_Page text:_
*****

The photographs which illustrate the book underline this idea. They have been taken especially by my friend and guiding colleague Alan Tucker and anchor many of these stories from the past firmly in today’s Tower Hamlets. The visible heritage of the East End and its story of continuity are important to me personally. I was born in Bethnal Green in 1964 and am still here, and my feeling for London’s ongoing story is embodied in my collection of short stories Death and the City, which takes the inspiration for its twelve stories from London lore and history that I have learned growing up here.


Old Gravel Lane Bridge
Now Wapping Lane


Although I am a City of London guide and a member of the London-wide guiding cooperative Footprints of London, I am also a member of the Tower Hamlets Walkshop, a guiding workshop group which has been developing on the back of an adult education course I teach locally. We are seeking to develop a coordinated guiding structure for the East End, and this book is a part of the overall initiative to maintain an awareness of the area’s continuity.

*****

_Data under study:_

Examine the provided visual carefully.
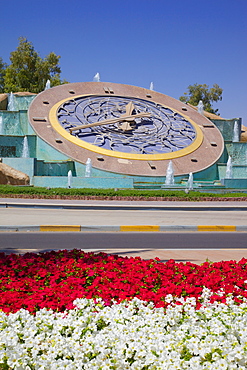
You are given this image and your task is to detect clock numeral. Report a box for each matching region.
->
[33,117,47,122]
[104,87,114,94]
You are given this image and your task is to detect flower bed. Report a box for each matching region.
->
[0,250,247,370]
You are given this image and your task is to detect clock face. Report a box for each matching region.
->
[29,82,224,176]
[56,95,197,157]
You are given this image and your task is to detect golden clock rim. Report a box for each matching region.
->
[49,93,203,161]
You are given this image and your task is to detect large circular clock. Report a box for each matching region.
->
[29,82,223,176]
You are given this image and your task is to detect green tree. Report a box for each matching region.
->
[4,37,67,93]
[0,57,7,93]
[179,84,223,114]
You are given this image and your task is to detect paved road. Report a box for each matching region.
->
[0,202,247,226]
[0,199,247,263]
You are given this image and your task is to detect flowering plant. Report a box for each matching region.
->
[0,250,247,313]
[0,250,247,370]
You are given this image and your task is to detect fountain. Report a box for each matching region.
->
[0,116,3,135]
[85,158,92,177]
[225,155,233,179]
[165,161,174,186]
[197,100,204,116]
[21,136,29,158]
[232,121,239,143]
[68,170,72,189]
[93,72,100,82]
[45,80,51,90]
[7,92,15,111]
[186,172,193,190]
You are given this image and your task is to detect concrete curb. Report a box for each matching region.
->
[0,225,247,232]
[0,202,247,211]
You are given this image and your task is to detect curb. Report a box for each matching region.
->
[0,225,247,232]
[0,202,247,211]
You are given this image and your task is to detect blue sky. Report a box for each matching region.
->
[0,0,247,126]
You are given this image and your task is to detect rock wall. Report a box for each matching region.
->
[0,163,30,185]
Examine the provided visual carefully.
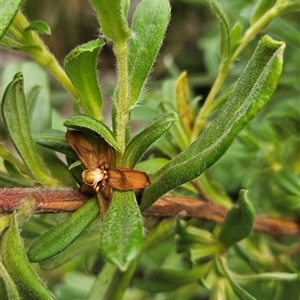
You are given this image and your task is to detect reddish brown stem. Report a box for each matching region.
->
[0,188,300,236]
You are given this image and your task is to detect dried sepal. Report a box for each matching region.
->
[66,130,150,219]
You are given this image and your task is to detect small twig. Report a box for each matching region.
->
[0,188,90,213]
[0,188,300,236]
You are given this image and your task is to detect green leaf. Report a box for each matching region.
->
[24,21,51,35]
[274,169,300,199]
[141,36,285,211]
[230,22,243,54]
[101,191,143,271]
[217,190,255,248]
[251,0,277,25]
[64,40,105,121]
[4,160,34,186]
[158,102,190,150]
[2,73,58,186]
[0,209,56,300]
[64,115,120,152]
[90,0,131,43]
[0,0,24,40]
[0,144,30,174]
[232,272,299,283]
[28,197,99,262]
[135,157,169,174]
[208,0,230,61]
[3,62,52,133]
[0,262,21,300]
[145,262,211,293]
[32,130,78,159]
[39,220,100,270]
[128,0,171,108]
[122,113,176,168]
[0,172,28,188]
[227,273,257,300]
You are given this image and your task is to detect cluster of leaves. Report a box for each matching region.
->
[0,0,300,299]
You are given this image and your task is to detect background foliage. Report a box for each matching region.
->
[0,0,300,299]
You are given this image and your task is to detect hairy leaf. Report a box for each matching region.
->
[141,36,285,211]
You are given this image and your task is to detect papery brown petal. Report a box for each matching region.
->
[107,168,150,191]
[98,136,112,169]
[66,130,99,170]
[80,182,96,194]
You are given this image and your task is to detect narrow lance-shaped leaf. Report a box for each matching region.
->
[251,0,276,25]
[24,21,51,35]
[90,0,131,43]
[28,198,99,262]
[101,191,143,271]
[217,190,255,248]
[145,262,211,293]
[2,73,58,186]
[122,113,176,168]
[128,0,171,108]
[141,36,285,210]
[64,40,104,121]
[208,0,230,61]
[0,198,56,300]
[176,72,194,137]
[0,0,24,40]
[64,115,120,152]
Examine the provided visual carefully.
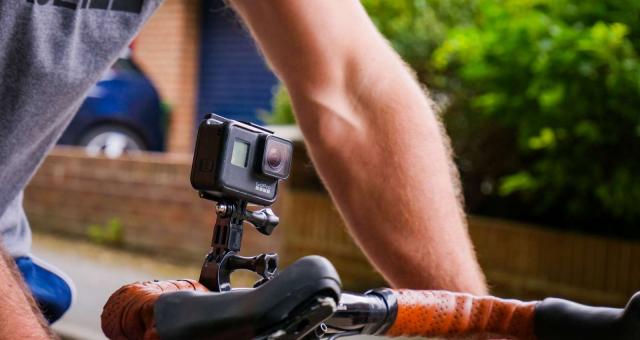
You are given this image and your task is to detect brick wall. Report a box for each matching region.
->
[25,148,640,306]
[134,0,201,153]
[25,147,280,262]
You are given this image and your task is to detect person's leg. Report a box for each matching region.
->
[0,246,56,339]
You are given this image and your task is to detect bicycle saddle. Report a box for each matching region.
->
[154,256,341,339]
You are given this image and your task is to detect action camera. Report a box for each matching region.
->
[191,113,293,206]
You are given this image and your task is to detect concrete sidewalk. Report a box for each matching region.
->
[33,233,396,340]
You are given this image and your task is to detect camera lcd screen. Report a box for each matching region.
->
[231,139,249,168]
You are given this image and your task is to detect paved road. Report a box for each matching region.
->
[33,234,199,340]
[33,234,402,340]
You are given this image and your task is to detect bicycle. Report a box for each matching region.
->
[102,114,640,340]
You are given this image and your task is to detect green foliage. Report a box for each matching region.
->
[87,217,124,245]
[264,0,640,234]
[262,85,296,125]
[438,0,640,231]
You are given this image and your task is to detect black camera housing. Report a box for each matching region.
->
[191,113,293,206]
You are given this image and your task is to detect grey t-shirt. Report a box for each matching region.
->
[0,0,162,256]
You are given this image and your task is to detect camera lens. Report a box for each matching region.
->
[261,135,293,179]
[267,147,283,170]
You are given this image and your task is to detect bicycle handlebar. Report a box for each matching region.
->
[385,290,536,339]
[102,256,640,340]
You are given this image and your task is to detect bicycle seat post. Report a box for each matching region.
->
[198,192,278,292]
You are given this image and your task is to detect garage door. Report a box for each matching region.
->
[198,0,277,123]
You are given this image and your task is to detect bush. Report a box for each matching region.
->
[431,0,640,233]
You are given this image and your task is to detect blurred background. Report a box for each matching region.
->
[25,0,640,339]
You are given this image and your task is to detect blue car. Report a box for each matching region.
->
[58,58,168,158]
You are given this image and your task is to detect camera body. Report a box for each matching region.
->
[191,113,293,206]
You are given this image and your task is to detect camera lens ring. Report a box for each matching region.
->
[267,146,284,171]
[261,135,293,179]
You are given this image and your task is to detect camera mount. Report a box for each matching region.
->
[198,191,279,292]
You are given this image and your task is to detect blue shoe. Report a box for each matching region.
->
[15,256,76,323]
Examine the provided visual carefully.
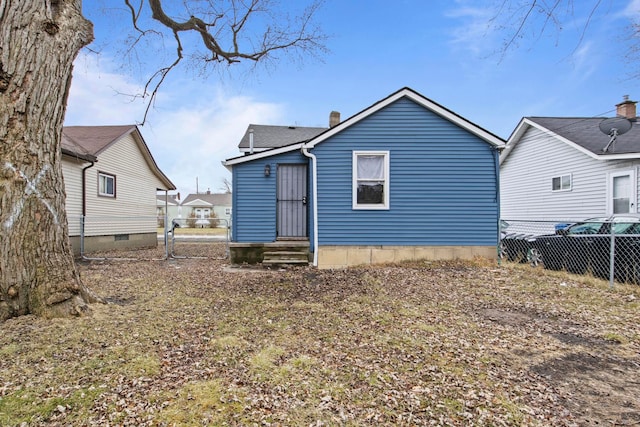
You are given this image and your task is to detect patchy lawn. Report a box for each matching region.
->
[0,244,640,426]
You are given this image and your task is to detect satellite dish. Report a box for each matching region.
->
[599,117,631,136]
[598,117,633,153]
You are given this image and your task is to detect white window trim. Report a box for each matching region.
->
[607,168,640,215]
[351,151,390,210]
[551,173,573,193]
[98,172,116,199]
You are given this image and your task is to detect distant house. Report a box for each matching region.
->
[225,88,504,268]
[180,191,232,227]
[156,193,182,226]
[500,99,640,221]
[61,125,176,254]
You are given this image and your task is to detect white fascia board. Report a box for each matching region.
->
[525,119,640,161]
[182,199,213,206]
[304,88,505,149]
[222,143,303,169]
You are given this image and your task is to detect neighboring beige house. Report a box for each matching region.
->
[181,191,231,227]
[61,125,176,254]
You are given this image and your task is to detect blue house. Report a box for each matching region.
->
[224,88,505,268]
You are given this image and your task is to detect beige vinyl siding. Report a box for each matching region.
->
[85,135,164,236]
[62,156,89,236]
[500,127,638,220]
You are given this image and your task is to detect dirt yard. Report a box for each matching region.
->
[0,243,640,426]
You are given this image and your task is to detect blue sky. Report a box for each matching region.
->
[65,0,640,197]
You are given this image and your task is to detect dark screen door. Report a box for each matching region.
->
[276,165,307,238]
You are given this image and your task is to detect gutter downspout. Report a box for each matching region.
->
[80,160,96,258]
[300,144,318,267]
[82,162,96,217]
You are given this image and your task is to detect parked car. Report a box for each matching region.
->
[502,214,640,283]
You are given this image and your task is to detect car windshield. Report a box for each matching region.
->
[567,217,640,234]
[567,219,604,234]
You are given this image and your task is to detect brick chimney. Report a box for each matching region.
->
[616,95,637,121]
[329,111,340,128]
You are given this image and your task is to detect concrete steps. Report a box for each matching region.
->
[262,248,309,265]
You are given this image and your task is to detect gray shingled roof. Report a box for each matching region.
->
[61,125,136,156]
[60,125,176,190]
[238,124,328,152]
[181,193,232,206]
[527,117,640,156]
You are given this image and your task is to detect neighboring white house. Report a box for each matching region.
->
[61,125,176,254]
[500,99,640,221]
[180,191,232,227]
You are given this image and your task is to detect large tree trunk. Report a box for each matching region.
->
[0,0,93,321]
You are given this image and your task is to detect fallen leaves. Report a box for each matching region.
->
[0,244,640,426]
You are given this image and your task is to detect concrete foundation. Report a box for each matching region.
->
[69,232,158,256]
[318,246,497,269]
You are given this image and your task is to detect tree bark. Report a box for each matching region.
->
[0,0,93,321]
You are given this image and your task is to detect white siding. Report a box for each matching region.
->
[62,156,88,236]
[500,127,640,220]
[85,135,164,236]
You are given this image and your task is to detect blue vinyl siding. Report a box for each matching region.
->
[232,151,310,243]
[313,99,499,246]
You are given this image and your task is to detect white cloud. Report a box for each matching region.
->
[624,0,640,20]
[65,51,284,195]
[446,0,495,55]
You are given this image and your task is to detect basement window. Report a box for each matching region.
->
[551,174,571,191]
[98,172,116,197]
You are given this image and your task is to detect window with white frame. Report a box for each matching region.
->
[353,151,389,209]
[551,174,571,191]
[98,172,116,197]
[196,208,211,219]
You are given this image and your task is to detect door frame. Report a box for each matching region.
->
[276,163,309,240]
[607,168,638,215]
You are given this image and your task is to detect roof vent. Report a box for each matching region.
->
[329,111,340,128]
[616,95,637,121]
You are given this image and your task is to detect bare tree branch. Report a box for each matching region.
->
[117,0,326,124]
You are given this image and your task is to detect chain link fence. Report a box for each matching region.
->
[499,215,640,285]
[165,218,231,259]
[69,215,230,260]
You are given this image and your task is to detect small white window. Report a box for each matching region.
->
[98,172,116,197]
[551,174,571,191]
[353,151,389,209]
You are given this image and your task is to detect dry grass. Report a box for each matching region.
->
[0,244,640,426]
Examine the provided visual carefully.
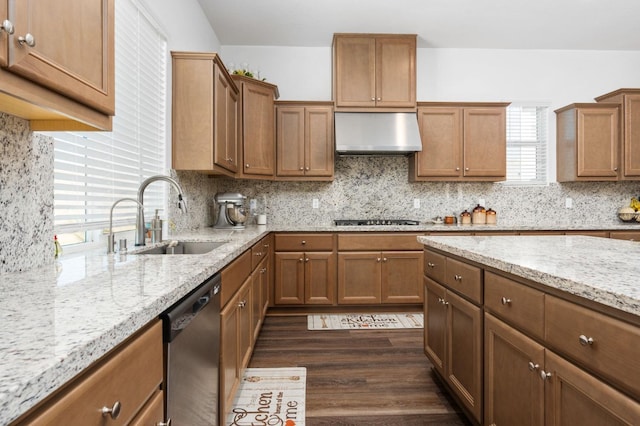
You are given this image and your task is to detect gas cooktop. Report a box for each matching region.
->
[334,219,420,226]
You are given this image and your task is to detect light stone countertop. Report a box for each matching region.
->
[418,235,640,316]
[0,224,640,425]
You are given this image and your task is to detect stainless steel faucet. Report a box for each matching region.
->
[107,198,143,253]
[136,175,187,246]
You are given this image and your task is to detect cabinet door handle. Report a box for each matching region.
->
[101,401,122,420]
[0,19,15,34]
[578,334,594,346]
[18,33,36,47]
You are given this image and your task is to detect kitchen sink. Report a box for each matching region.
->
[133,241,226,254]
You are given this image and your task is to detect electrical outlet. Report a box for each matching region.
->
[564,197,573,209]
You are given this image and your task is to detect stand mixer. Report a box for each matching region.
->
[213,192,247,229]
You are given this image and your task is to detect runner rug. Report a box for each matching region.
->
[307,313,424,330]
[227,367,307,426]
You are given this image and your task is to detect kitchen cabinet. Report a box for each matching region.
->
[333,34,416,110]
[231,75,279,179]
[0,0,115,130]
[596,89,640,180]
[171,52,239,177]
[274,234,336,305]
[555,103,621,182]
[13,320,164,425]
[409,102,509,182]
[337,233,424,305]
[276,102,335,181]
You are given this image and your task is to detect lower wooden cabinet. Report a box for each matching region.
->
[15,320,164,426]
[424,277,482,422]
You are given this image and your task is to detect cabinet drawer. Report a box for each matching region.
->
[23,321,163,426]
[545,295,640,397]
[424,250,444,282]
[444,257,482,304]
[484,272,544,338]
[275,234,333,251]
[338,233,424,251]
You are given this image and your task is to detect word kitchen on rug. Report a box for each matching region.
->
[226,367,307,426]
[307,313,424,330]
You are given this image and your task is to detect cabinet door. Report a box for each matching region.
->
[338,252,382,305]
[444,291,482,422]
[623,95,640,178]
[484,314,544,426]
[414,107,462,178]
[463,107,507,179]
[273,252,304,305]
[376,36,416,108]
[304,252,336,305]
[304,107,334,176]
[242,82,275,176]
[381,251,423,303]
[333,36,376,107]
[3,0,115,115]
[545,350,640,426]
[276,107,305,176]
[424,277,447,377]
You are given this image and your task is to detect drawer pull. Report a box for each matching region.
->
[578,334,593,346]
[102,401,122,420]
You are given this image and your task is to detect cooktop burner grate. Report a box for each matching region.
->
[334,219,420,226]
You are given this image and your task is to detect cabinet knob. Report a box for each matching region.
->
[578,334,594,346]
[101,401,122,420]
[18,33,36,47]
[0,19,15,34]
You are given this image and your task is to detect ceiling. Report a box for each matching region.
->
[198,0,640,50]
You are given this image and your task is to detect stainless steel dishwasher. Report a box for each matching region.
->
[163,274,220,426]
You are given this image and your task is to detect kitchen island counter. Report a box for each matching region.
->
[418,235,640,316]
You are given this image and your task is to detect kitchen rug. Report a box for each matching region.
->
[227,367,307,426]
[307,312,424,330]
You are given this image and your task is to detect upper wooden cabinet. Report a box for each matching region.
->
[596,89,640,180]
[555,103,621,182]
[171,52,239,176]
[333,34,416,109]
[276,102,334,180]
[409,102,509,182]
[0,0,115,130]
[232,75,280,179]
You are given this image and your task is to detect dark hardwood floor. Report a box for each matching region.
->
[249,316,469,426]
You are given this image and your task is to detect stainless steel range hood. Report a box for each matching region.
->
[334,112,422,155]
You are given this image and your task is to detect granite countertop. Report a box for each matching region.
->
[0,223,640,425]
[418,235,640,316]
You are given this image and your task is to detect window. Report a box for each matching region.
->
[506,104,549,185]
[49,0,167,243]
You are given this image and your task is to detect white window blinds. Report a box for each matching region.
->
[506,104,548,185]
[50,0,167,234]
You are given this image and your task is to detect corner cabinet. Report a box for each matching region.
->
[171,52,239,177]
[409,102,509,182]
[231,75,280,179]
[555,102,622,182]
[0,0,115,130]
[276,102,334,181]
[333,34,416,110]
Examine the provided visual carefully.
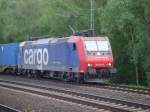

*****

_Tasks for this exercise:_
- A) Answer these questions using the East End passage:
(i) Who took the photographs for the book?
(ii) Where and in what year was the writer born?
(iii) What is Old Gravel Lane Bridge now called?
- B) Update the East End passage by writing it out again, beginning at the words "The photographs which" and stopping after "growing up here.", with "Bethnal Green" changed to "Whitechapel".
The data has nothing to do with the East End passage.

_Solutions by task:_
- A)
(i) Alan Tucker
(ii) Bethnal Green, in 1964
(iii) Wapping Lane

- B)
The photographs which illustrate the book underline this idea. They have been taken especially by my friend and guiding colleague Alan Tucker and anchor many of these stories from the past firmly in today’s Tower Hamlets. The visible heritage of the East End and its story of continuity are important to me personally. I was born in Whitechapel in 1964 and am still here, and my feeling for London’s ongoing story is embodied in my collection of short stories Death and the City, which takes the inspiration for its twelve stories from London lore and history that I have learned growing up here.